Tasks for this exercise:
a: Using the article on veterans and Fourth of July fireworks, explain why some veterans may not appreciate fireworks displays. Answer in one to three sentences.
b: Return the stretch of the article on veterans and fireworks from "However, one class" through "in combat abroad.", copied word for word.
c: Supply the next part of the news article about veterans and Fourth of July fireworks, starting after its last sentence.

Excerpt:
_____

BIRMINGHAM, Ala. (WIAT) — Independence Day is a source of pride for many Americans, and many show that pride through fireworks displays.
However, one class of Americans may not appreciate the displays as much as others. Approximately 11 to 20 percent of veterans that served in Iraq and Afghanistan have been diagnosed with Post Traumatic Stress Disorder, according to the U.S. Department of Veteran Affairs.
Though PTSD is not exclusively diagnosed to veterans of wars, the population of veterans is higher than the general population of Americans, which hovers around 4.4 percent according to the the International Journal of Methods in Psychiatric Resources.
For each person with this disorder, the stimuli that could trigger an episode can be very different. However, the loud bangs and bright flashes of fireworks could lead to an episode for some veterans whom have experience in combat abroad.

_____

Source information:
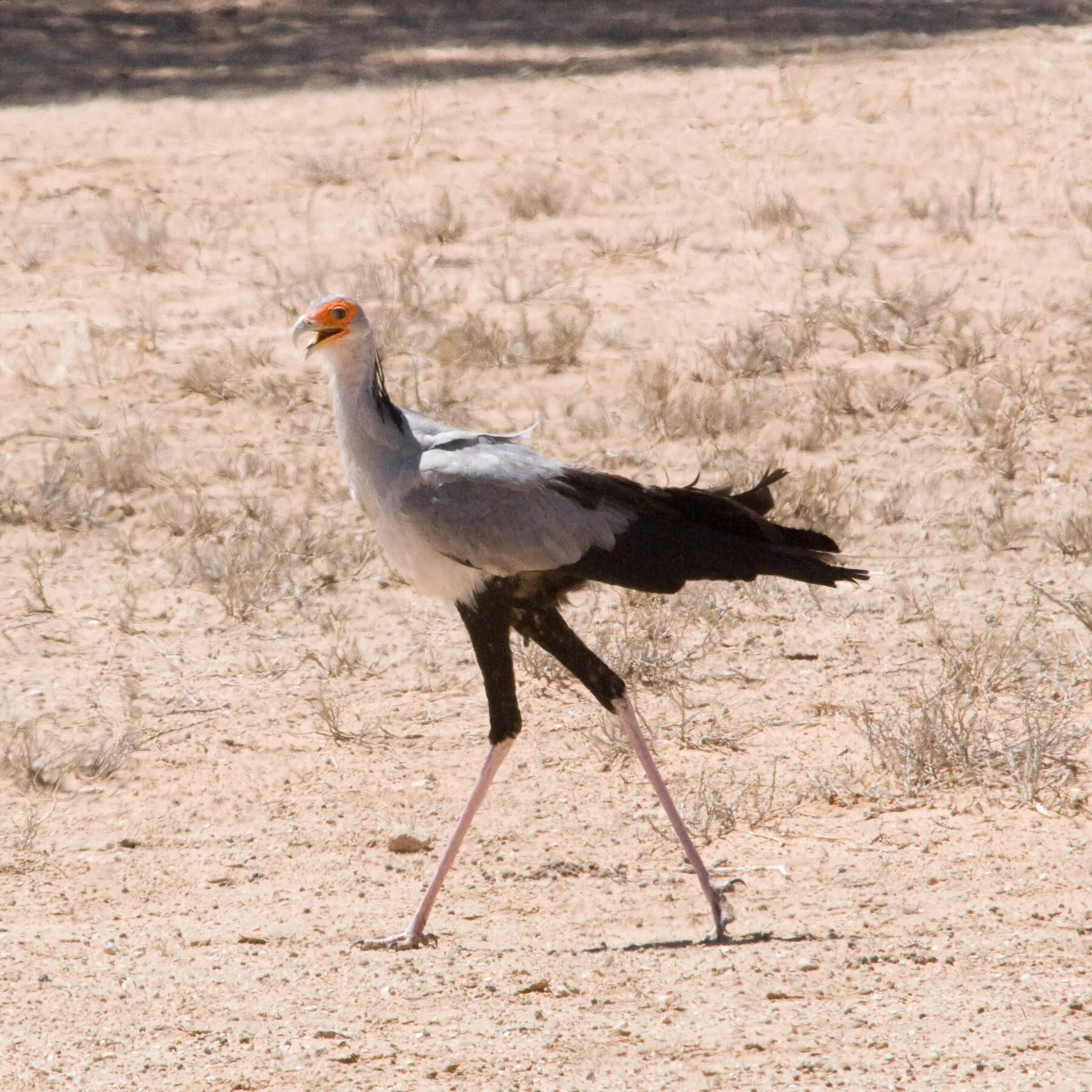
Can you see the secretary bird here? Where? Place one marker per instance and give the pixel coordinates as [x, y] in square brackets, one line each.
[504, 533]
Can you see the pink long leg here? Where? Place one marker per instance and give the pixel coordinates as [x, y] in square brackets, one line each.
[722, 913]
[416, 936]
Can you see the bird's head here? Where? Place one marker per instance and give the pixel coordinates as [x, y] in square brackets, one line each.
[332, 322]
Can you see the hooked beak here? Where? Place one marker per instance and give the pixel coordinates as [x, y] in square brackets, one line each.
[305, 325]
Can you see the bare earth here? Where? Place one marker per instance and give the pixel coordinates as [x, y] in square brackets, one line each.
[218, 704]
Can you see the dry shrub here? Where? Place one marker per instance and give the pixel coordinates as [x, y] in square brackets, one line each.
[1073, 536]
[823, 498]
[676, 406]
[777, 211]
[554, 344]
[186, 511]
[779, 343]
[222, 377]
[474, 341]
[138, 236]
[343, 655]
[260, 556]
[1003, 715]
[996, 521]
[539, 196]
[962, 345]
[72, 490]
[718, 804]
[889, 319]
[891, 507]
[438, 223]
[32, 251]
[401, 297]
[335, 169]
[647, 245]
[952, 215]
[330, 709]
[887, 396]
[1080, 206]
[659, 640]
[39, 757]
[1000, 417]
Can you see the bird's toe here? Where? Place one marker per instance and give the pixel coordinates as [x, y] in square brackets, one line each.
[400, 943]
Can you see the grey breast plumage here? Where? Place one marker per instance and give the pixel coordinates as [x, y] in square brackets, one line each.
[494, 505]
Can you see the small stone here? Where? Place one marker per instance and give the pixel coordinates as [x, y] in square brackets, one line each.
[513, 289]
[404, 841]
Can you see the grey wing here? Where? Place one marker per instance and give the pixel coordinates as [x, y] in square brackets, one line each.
[495, 507]
[433, 434]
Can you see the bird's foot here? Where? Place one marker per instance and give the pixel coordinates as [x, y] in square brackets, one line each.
[724, 915]
[400, 943]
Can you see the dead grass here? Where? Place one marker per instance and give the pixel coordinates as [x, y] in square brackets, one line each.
[542, 195]
[139, 236]
[891, 317]
[1000, 711]
[656, 640]
[778, 211]
[1073, 536]
[438, 223]
[824, 498]
[718, 804]
[35, 753]
[335, 169]
[1080, 206]
[553, 342]
[31, 251]
[1000, 420]
[648, 244]
[952, 215]
[72, 487]
[260, 556]
[330, 710]
[223, 376]
[780, 342]
[675, 405]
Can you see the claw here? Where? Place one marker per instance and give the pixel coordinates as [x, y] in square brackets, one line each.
[400, 943]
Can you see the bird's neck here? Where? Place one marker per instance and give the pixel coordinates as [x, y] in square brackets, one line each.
[363, 410]
[378, 447]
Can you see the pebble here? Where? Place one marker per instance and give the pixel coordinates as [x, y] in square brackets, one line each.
[405, 841]
[513, 289]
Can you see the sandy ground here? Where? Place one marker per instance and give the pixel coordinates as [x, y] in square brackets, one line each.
[218, 704]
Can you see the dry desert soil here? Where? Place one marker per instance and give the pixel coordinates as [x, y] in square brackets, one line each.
[868, 262]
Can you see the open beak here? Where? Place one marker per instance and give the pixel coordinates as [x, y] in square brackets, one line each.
[319, 333]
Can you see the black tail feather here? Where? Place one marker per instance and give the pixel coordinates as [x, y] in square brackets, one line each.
[682, 534]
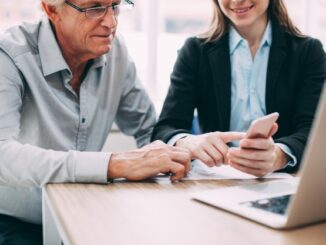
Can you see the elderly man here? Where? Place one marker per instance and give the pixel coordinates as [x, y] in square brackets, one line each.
[63, 82]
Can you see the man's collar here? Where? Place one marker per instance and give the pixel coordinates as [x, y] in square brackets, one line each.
[51, 57]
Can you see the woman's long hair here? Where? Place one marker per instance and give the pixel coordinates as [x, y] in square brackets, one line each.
[276, 11]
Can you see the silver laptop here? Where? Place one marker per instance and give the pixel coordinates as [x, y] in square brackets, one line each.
[285, 203]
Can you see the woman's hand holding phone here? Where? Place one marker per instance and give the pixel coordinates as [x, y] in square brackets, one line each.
[258, 154]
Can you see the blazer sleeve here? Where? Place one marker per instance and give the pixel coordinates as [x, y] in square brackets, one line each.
[178, 109]
[312, 78]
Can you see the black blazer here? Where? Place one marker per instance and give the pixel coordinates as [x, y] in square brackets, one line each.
[201, 79]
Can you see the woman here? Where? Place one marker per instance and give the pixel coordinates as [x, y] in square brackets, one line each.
[252, 61]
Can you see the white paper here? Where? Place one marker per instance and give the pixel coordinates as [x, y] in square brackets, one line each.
[200, 171]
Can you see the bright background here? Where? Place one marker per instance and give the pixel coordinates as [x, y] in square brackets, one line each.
[155, 29]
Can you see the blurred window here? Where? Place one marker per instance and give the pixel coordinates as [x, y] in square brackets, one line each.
[156, 29]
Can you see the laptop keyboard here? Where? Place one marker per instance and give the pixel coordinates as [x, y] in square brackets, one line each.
[277, 205]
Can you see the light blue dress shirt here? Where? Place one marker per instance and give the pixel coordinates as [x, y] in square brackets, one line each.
[49, 134]
[248, 84]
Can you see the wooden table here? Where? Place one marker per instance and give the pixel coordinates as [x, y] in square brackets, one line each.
[154, 213]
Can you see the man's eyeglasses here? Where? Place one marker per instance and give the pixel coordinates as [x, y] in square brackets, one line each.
[100, 11]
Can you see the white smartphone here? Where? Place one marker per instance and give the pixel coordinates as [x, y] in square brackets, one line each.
[261, 127]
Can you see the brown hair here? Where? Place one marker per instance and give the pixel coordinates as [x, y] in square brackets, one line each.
[276, 11]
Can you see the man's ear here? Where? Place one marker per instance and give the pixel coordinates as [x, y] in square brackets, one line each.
[51, 12]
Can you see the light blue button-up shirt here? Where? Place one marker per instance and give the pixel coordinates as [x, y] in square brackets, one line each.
[50, 134]
[248, 82]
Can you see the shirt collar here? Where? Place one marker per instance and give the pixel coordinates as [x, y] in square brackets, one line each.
[236, 39]
[51, 57]
[50, 53]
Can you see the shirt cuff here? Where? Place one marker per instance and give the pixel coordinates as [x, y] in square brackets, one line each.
[176, 137]
[293, 161]
[92, 167]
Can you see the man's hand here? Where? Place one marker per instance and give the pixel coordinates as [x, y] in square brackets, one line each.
[149, 161]
[257, 156]
[210, 148]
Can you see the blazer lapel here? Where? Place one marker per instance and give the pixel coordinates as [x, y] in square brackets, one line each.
[277, 56]
[219, 60]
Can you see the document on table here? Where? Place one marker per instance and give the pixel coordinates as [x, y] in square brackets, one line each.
[200, 171]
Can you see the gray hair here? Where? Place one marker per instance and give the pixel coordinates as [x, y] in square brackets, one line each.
[56, 3]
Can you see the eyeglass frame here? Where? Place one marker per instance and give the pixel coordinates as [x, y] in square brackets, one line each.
[84, 10]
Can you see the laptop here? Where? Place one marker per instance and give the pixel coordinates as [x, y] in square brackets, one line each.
[287, 203]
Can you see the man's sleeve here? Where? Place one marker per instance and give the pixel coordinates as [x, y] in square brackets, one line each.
[27, 165]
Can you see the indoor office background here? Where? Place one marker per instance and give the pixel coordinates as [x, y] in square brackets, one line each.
[155, 29]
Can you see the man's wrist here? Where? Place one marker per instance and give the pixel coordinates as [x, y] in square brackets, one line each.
[116, 166]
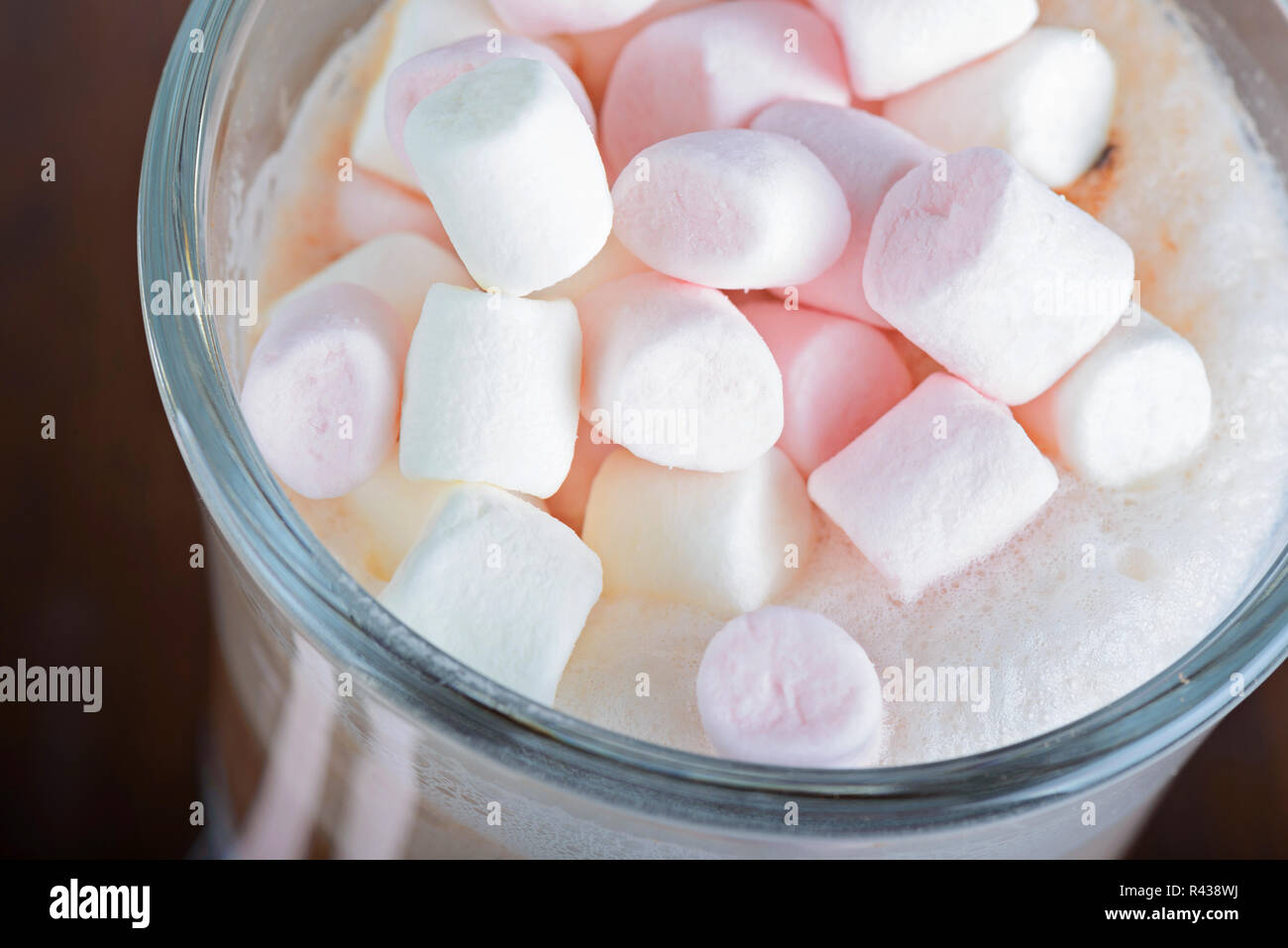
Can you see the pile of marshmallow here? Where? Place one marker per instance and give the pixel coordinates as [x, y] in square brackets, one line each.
[581, 369]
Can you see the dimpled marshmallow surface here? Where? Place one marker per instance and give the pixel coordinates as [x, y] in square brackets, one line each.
[429, 71]
[1136, 404]
[413, 27]
[541, 17]
[866, 155]
[995, 275]
[790, 686]
[725, 543]
[838, 376]
[678, 375]
[715, 67]
[397, 266]
[321, 391]
[892, 46]
[509, 163]
[490, 390]
[1047, 99]
[943, 479]
[498, 584]
[734, 209]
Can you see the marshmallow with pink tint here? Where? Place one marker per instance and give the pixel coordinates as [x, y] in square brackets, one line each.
[866, 155]
[733, 209]
[570, 501]
[370, 206]
[789, 686]
[838, 376]
[514, 172]
[321, 390]
[397, 266]
[540, 17]
[993, 274]
[500, 586]
[725, 543]
[430, 71]
[490, 390]
[940, 480]
[1047, 99]
[893, 46]
[678, 375]
[416, 27]
[715, 67]
[1134, 406]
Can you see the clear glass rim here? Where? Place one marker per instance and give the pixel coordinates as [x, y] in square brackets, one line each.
[252, 513]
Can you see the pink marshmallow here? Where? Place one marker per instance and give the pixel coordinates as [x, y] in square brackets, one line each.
[838, 377]
[542, 17]
[430, 71]
[322, 388]
[372, 206]
[943, 479]
[713, 68]
[786, 685]
[866, 155]
[732, 209]
[893, 46]
[993, 274]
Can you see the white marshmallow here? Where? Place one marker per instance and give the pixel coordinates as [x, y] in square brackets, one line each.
[995, 275]
[678, 375]
[734, 209]
[398, 266]
[1136, 404]
[1047, 99]
[725, 543]
[509, 163]
[490, 390]
[866, 155]
[540, 17]
[417, 27]
[944, 478]
[498, 584]
[893, 46]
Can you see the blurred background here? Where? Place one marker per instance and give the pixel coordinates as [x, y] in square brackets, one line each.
[98, 520]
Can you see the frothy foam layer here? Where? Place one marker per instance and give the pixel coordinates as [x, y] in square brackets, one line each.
[1106, 587]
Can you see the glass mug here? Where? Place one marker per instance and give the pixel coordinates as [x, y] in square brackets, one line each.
[336, 730]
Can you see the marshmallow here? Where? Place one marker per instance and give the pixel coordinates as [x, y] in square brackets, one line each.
[995, 275]
[866, 155]
[397, 266]
[509, 163]
[678, 375]
[838, 376]
[567, 16]
[1134, 406]
[892, 46]
[1047, 99]
[570, 501]
[597, 52]
[943, 479]
[715, 67]
[733, 209]
[490, 390]
[725, 543]
[430, 71]
[370, 206]
[500, 586]
[321, 390]
[417, 26]
[789, 686]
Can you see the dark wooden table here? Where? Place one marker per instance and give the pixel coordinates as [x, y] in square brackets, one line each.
[98, 522]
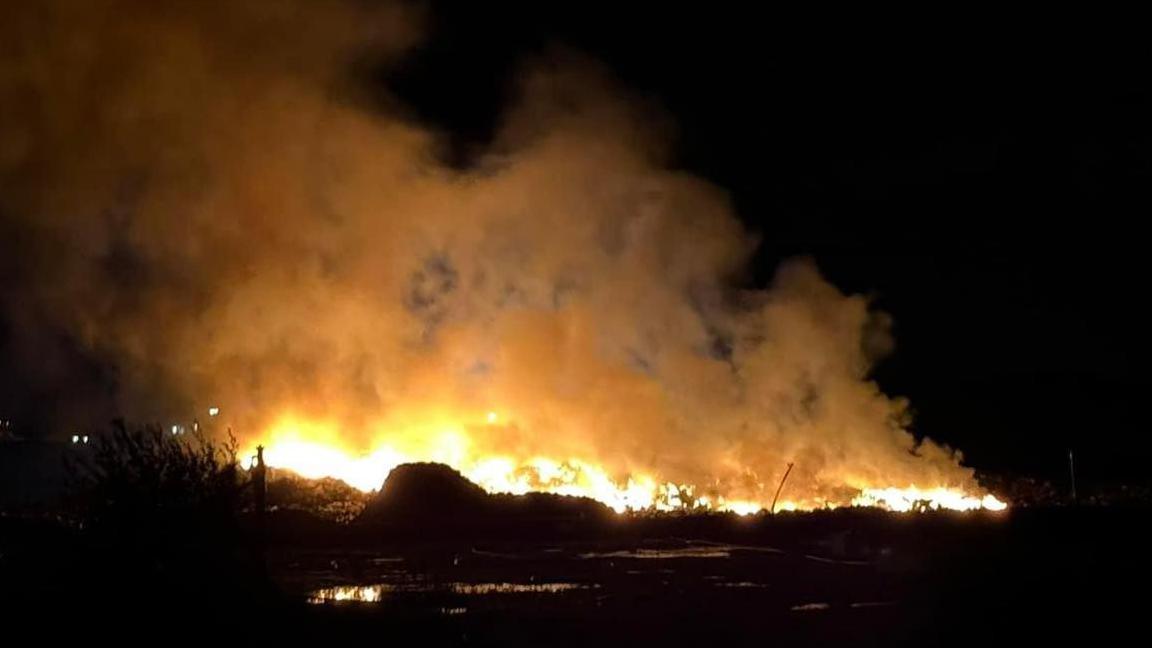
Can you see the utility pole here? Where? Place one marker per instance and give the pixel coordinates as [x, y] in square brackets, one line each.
[779, 488]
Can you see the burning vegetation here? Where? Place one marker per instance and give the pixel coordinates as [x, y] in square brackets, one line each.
[567, 313]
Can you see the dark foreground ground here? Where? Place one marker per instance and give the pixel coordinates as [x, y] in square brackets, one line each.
[840, 578]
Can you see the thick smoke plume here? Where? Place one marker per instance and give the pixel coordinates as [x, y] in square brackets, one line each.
[196, 195]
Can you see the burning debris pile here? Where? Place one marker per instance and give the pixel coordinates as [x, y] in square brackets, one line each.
[567, 314]
[433, 495]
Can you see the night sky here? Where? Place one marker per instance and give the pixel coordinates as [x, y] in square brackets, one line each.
[983, 179]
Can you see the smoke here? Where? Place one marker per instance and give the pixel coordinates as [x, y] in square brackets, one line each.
[197, 196]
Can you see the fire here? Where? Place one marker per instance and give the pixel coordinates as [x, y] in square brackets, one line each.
[316, 450]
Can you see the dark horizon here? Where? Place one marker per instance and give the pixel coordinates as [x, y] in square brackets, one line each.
[979, 180]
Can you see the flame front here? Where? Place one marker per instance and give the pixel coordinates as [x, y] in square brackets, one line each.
[315, 451]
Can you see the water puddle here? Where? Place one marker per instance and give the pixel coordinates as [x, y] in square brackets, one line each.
[660, 554]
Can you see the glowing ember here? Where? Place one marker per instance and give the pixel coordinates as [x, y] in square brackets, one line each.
[316, 451]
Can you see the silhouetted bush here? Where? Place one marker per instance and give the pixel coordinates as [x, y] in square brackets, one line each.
[160, 511]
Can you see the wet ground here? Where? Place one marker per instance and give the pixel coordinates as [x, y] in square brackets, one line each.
[950, 581]
[842, 579]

_____

Task results:
a: Approximately 11 to 20 percent of veterans who served in Iraq and Afghanistan have been diagnosed with PTSD. The loud bangs and bright flashes of fireworks could lead to an episode for some veterans with combat experience abroad.

b:
However, one class of Americans may not appreciate the displays as much as others. Approximately 11 to 20 percent of veterans that served in Iraq and Afghanistan have been diagnosed with Post Traumatic Stress Disorder, according to the U.S. Department of Veteran Affairs.
Though PTSD is not exclusively diagnosed to veterans of wars, the population of veterans is higher than the general population of Americans, which hovers around 4.4 percent according to the the International Journal of Methods in Psychiatric Resources.
For each person with this disorder, the stimuli that could trigger an episode can be very different. However, the loud bangs and bright flashes of fireworks could lead to an episode for some veterans whom have experience in combat abroad.

c:
“It’s upsetting to most Veterans with PTSD. It’s something they try to avoid,” said Dr. Jeffrey Fine, Director of the PTSD program at VA New York Harbor Healthcare System (VANYHHS). Dr. Fine said in an interview at blogs.va.gov that the reaction “can range from a startle to a full-blown anxiety attack and flashback of combat.”
All of this information is not to say that people should stop using fireworks altogether. A number of veterans affected by the disorder have found ways to cope with the noise, and have their own strategies to get through the holiday. Dr. Fine states that many veterans carry noise-cancelling headphones during the holiday.
However, if you know of any veterans in your neighborhood, or in areas where you’re looking to shoot off fireworks, it may help to talk to them before you start to celebrate.
It could mean a world of difference.